:: 掲載文 ::

また今月も、現場は追い込みで疲れきっています。働き方のルールが変わっても、この苦しみは終わりません。しかし道は開けます。建設DXで情報を一つにまとめ、業務のやり方を変えれば、追い込みのない健全な現場をつくることができるのです。

はじめに
建設の現場では、工期の終わりが近づくとあわただしさが増します。長時間はたらくことや休みの日に出勤することが当たり前になる「追い込み」が、何度もくり返されているのです。
2024年4月には、時間外労働に上限のルールが設けられました。しかし根深い問題は、いまも解決されていません。
この記事では、建設業界にはびこる追い込み問題の実態をあきらかにします。そして建設DXが、どのように解決の糸口となるのかを具体的にお伝えしていきます。
建設業界で「追い込み」が常態化する理由
建設の世界では、なぜ追い込みがなくならないのでしょうか。その背景には、人手が足りないこと、工期が短いこと、そして現場の仕事が特定の人に頼りきりになっていることがあります。ここでは追い込みを生み出す3つの理由を、くわしく見ていきましょう。

人手不足と短工期が追い込みを生む理由
有効求人倍率5.04倍の人材不足が一人あたりの業務量を増やし短工期受注を招く
建設の業界は、深刻な人手不足にみまわれています。2025年7月の時点で、建設業の有効求人倍率は5.04倍にたっしました。これは求職者1人に対して、5件以上の求人がある状態を意味します。
とくに躯体工事では7.65倍ときわめて高く、基礎的な工事をになう人材の確保がむずかしくなっています。
建設技能者の数も、1997年の464万人から2024年には303万人まで減りました。ピーク時とくらべて65.3%まで縮小したのです。人手が足りないために、ひとりあたりの仕事量がふえています。
さらにお客様の要望にこたえるため、短い工期での受注がふえているのです。公共工事が集中する9月末や3月末には、業務量が急に増加します。
工期を守ることを何よりも優先するあまり、現場では長時間労働や休日出勤による追い込みが避けられません。こうした状況が、いまも続いています。
経験頼みの現場運営が属人化する問題
ベテランの経験と勘に頼る業務運営が特定の人への集中を生み若手への負担増に
建設の現場では、ベテランの経験と勘にたよった仕事の進め方が長年つづいてきました。工程の管理や品質の管理、安全の管理といった大切な判断が、特定の人に集中しています。
その人がいなければ、現場が回らない状態になっているのです。建設業で働く人の35%が55歳以上である一方で、29歳以下はわずか12%ほどにとどまります。
高齢化が進んでいるのがわかるでしょう。技術や知識が十分にうけつがれないまま、ベテランが退職していきます。そのため若手や中堅の社員への負担が、どんどん大きくなっているのです。

:::

• 取り組む課題:
• A. 追い込み問題の文章で、追い込みがなくならない背景として挙げられている事柄をすべて書き出してください。
• B. 追い込み問題の文章のうち、「建設業界で「追い込み」が常態化する理由」を含む箇所から始めて「大切な判断が、特定の人に集中しています。」で終わる部分を、一字も変えずに出力すること。
この資料は別の出典から持ってきたものです。

:: 提供された資料 ::

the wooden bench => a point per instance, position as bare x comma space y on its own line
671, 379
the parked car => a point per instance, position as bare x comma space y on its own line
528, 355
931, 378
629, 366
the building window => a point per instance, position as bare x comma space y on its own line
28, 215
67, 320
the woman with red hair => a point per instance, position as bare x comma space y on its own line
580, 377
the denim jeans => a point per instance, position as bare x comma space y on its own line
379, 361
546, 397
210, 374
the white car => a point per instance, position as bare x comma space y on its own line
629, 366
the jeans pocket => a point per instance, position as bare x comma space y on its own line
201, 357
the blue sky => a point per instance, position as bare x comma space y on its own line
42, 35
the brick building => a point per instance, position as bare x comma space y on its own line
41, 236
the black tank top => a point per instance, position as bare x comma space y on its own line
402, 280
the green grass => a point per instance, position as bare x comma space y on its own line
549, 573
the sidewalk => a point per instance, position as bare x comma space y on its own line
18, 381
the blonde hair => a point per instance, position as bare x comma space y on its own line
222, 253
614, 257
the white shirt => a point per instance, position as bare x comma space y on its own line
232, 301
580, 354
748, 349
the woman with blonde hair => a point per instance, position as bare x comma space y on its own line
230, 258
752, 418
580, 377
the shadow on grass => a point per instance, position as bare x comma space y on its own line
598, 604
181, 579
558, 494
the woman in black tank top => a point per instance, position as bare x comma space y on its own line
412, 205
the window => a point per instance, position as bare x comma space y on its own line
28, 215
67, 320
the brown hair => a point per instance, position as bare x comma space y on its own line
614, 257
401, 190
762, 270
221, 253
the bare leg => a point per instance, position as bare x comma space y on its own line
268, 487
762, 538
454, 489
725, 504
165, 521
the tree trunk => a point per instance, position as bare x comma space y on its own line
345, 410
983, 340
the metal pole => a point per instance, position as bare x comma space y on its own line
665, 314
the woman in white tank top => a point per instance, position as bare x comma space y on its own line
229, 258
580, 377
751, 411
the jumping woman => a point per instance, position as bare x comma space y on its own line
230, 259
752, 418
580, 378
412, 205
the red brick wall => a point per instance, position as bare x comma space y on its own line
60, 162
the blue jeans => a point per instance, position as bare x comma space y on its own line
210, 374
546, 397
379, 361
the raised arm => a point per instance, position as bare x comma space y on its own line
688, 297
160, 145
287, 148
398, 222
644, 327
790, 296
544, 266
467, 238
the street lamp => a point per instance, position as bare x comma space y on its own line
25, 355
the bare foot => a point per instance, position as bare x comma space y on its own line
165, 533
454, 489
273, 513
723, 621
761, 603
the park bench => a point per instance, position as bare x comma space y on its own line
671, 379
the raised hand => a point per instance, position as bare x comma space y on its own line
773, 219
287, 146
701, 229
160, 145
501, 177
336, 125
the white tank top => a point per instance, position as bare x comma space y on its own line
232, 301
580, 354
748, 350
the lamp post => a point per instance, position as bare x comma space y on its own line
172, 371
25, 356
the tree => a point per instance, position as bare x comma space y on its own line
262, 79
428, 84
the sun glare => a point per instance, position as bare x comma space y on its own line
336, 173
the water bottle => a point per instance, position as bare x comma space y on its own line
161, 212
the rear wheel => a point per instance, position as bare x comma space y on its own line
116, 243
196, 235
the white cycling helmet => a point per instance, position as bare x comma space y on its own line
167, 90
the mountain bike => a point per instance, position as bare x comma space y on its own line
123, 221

:::

• 課題ごとの結果:
• A.
・人手が足りないこと
・工期が短いこと
・現場の仕事が特定の人に頼りきりになっていること

• B.
建設業界で「追い込み」が常態化する理由
建設の世界では、なぜ追い込みがなくならないのでしょうか。その背景には、人手が足りないこと、工期が短いこと、そして現場の仕事が特定の人に頼りきりになっていることがあります。ここでは追い込みを生み出す3つの理由を、くわしく見ていきましょう。

人手不足と短工期が追い込みを生む理由
有効求人倍率5.04倍の人材不足が一人あたりの業務量を増やし短工期受注を招く
建設の業界は、深刻な人手不足にみまわれています。2025年7月の時点で、建設業の有効求人倍率は5.04倍にたっしました。これは求職者1人に対して、5件以上の求人がある状態を意味します。
とくに躯体工事では7.65倍ときわめて高く、基礎的な工事をになう人材の確保がむずかしくなっています。
建設技能者の数も、1997年の464万人から2024年には303万人まで減りました。ピーク時とくらべて65.3%まで縮小したのです。人手が足りないために、ひとりあたりの仕事量がふえています。
さらにお客様の要望にこたえるため、短い工期での受注がふえているのです。公共工事が集中する9月末や3月末には、業務量が急に増加します。
工期を守ることを何よりも優先するあまり、現場では長時間労働や休日出勤による追い込みが避けられません。こうした状況が、いまも続いています。
経験頼みの現場運営が属人化する問題
ベテランの経験と勘に頼る業務運営が特定の人への集中を生み若手への負担増に
建設の現場では、ベテランの経験と勘にたよった仕事の進め方が長年つづいてきました。工程の管理や品質の管理、安全の管理といった大切な判断が、特定の人に集中しています。